Could you transcribe each record below exactly as written, setting the pictures aside?

Extracted material ->
· · · ·

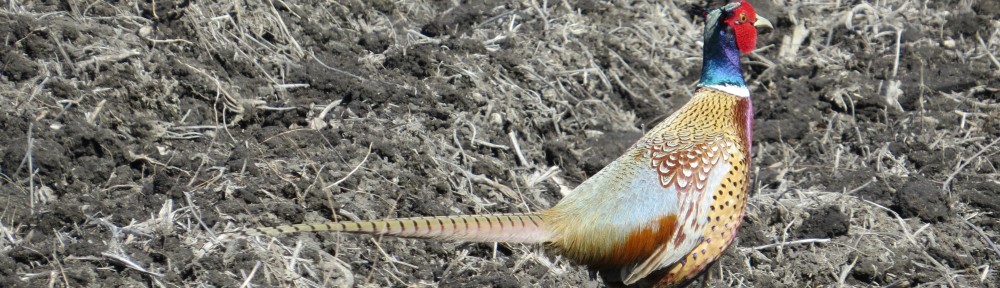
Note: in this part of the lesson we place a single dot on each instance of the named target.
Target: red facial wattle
(742, 21)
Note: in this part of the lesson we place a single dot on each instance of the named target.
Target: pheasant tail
(511, 228)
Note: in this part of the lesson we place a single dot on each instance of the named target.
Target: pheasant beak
(762, 23)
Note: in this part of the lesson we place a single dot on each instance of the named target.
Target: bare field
(135, 132)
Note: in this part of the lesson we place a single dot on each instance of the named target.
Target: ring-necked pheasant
(659, 214)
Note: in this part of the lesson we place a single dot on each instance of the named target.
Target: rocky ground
(135, 132)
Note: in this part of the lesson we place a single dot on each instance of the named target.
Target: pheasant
(657, 215)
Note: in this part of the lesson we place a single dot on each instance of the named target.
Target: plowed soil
(133, 133)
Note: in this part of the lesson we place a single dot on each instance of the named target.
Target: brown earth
(135, 132)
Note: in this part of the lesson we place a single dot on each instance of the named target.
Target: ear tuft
(698, 11)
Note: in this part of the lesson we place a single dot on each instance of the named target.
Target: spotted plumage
(657, 215)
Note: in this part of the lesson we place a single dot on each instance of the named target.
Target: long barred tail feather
(511, 228)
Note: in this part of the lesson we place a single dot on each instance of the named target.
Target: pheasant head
(729, 32)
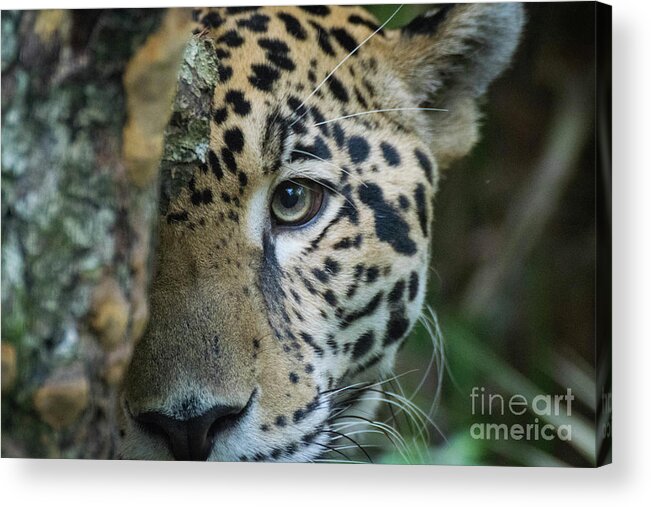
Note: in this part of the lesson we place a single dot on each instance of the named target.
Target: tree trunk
(86, 97)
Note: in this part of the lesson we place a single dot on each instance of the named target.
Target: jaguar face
(294, 263)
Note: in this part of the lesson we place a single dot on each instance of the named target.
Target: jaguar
(293, 265)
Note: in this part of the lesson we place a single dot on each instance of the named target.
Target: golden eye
(296, 202)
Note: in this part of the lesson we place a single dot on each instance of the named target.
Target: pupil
(290, 196)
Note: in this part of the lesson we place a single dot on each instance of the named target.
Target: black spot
(323, 39)
(390, 154)
(224, 73)
(395, 296)
(421, 206)
(298, 416)
(338, 89)
(219, 115)
(212, 20)
(222, 53)
(425, 163)
(311, 76)
(358, 149)
(242, 179)
(273, 45)
(330, 297)
(363, 344)
(294, 103)
(232, 39)
(332, 266)
(281, 61)
(234, 139)
(357, 20)
(239, 10)
(320, 149)
(413, 285)
(317, 10)
(340, 137)
(396, 327)
(263, 77)
(293, 26)
(343, 244)
(389, 225)
(320, 275)
(240, 105)
(177, 217)
(256, 23)
(229, 160)
(215, 166)
(345, 39)
(309, 339)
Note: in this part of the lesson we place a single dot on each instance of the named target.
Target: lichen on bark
(73, 221)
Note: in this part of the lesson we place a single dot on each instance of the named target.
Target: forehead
(271, 61)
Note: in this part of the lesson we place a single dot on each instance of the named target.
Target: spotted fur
(269, 323)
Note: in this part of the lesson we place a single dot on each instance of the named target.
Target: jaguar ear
(448, 57)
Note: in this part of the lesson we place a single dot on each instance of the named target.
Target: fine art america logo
(541, 417)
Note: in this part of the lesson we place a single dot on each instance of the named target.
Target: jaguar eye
(296, 202)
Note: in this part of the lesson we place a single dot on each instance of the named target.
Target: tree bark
(86, 98)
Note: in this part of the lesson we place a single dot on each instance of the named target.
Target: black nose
(191, 439)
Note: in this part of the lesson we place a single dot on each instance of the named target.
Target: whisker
(379, 111)
(347, 437)
(338, 461)
(341, 63)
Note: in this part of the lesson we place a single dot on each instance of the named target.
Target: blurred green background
(513, 256)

· · · ·

Answer to the exercise ->
Note: in this part of the lesson we place a single dot on each instance of the named target.
Target: red facial wattle
(742, 21)
Note: in this part of the lesson we place a single dot on each instance of the named target.
Target: pheasant tail
(511, 228)
Note: in this part of the lesson we place a single dot on each instance of the named target.
Target: pheasant beak
(762, 23)
Note: in this part of the lesson we place a single dot on each instance of the named target.
Target: bare field
(135, 132)
Note: in this part of the lesson we place a single dot on each instance of the named target.
Target: ring-necked pheasant
(659, 214)
Note: in this part of the lesson we place a single dot on each instance of the named target.
Target: rocky ground
(135, 132)
Note: in this part of the lesson we place a single dot on each instance of the named target.
Target: pheasant
(657, 215)
Note: in this part of the lesson we place a single dot on each instance of the named target.
Target: plowed soil
(133, 133)
Note: in this part of the lesson we place a single dot on each instance of the named target.
Target: brown earth
(135, 132)
Note: in this part of the lesson we place a single dot on each instance of the named target.
Target: ear tuft
(698, 11)
Note: in this part of the lesson we place a single dot on each instance of the named target.
Target: spotted plumage
(657, 215)
Note: in this part of the lesson we place a single dot on each instance of the named target.
Target: long barred tail feather
(511, 228)
Note: in this part of the lesson we place a single dot on each instance of the named target.
Target: pheasant head
(729, 32)
Note: in this part of the lesson we place a single dot on each instance of the named target.
Target: tree trunk
(86, 97)
Note: in this part of the lesson we place a single dot on each instance of the named target.
Target: jaguar face
(294, 263)
Note: in this part of the lesson we place a single dot on each instance of the named target.
Target: jaguar
(293, 265)
Note: in this part of the lesson we place a single dot on each instance of the named target.
Target: golden eye
(296, 202)
Note: in this part of the lesson we place a single dot on each instance of the named target.
Target: pupil
(290, 196)
Note: in this part of the lesson we place a single dot on each instance of the named target.
Target: black spot
(323, 39)
(390, 154)
(224, 73)
(395, 296)
(421, 206)
(298, 416)
(338, 89)
(219, 115)
(212, 20)
(222, 53)
(425, 163)
(311, 76)
(358, 149)
(242, 179)
(273, 45)
(330, 297)
(363, 344)
(294, 103)
(232, 39)
(332, 266)
(281, 61)
(234, 139)
(357, 20)
(239, 10)
(320, 149)
(413, 285)
(317, 10)
(340, 137)
(396, 327)
(263, 77)
(293, 26)
(343, 244)
(389, 225)
(320, 275)
(240, 105)
(177, 217)
(256, 23)
(229, 160)
(215, 166)
(345, 39)
(309, 339)
Note: in this part of the lesson we place a single dot on each instance of the named target.
Target: lichen on bark
(73, 221)
Note: in this part of the lesson we place a single dot on each instance of the named target.
Target: forehead
(271, 61)
Note: in this part of the lesson we place a single dot on each instance of the named target.
Target: spotted fur
(269, 323)
Note: in this part of the lesson we place a single dot on each instance of the named target.
Target: jaguar ear
(448, 57)
Note: in this part of the lesson we place a single dot on each instance of the named target.
Target: fine art america logo
(541, 417)
Note: in this part of the lesson we place a single dot on each instance of the named target.
Target: jaguar eye
(296, 202)
Note: in this part of the lesson we place a single dot on each instance of the named target.
Target: tree bark
(86, 98)
Note: in this part of the lesson we place a single dot on each instance of the named target.
Target: black nose
(191, 439)
Note: in this part of the lesson we place a single dot on each instance of the named target.
Target: whisker
(379, 111)
(347, 437)
(338, 461)
(341, 63)
Note: in this part of the lesson we place a single dot on each instance of the named target.
Target: blurred green background
(513, 256)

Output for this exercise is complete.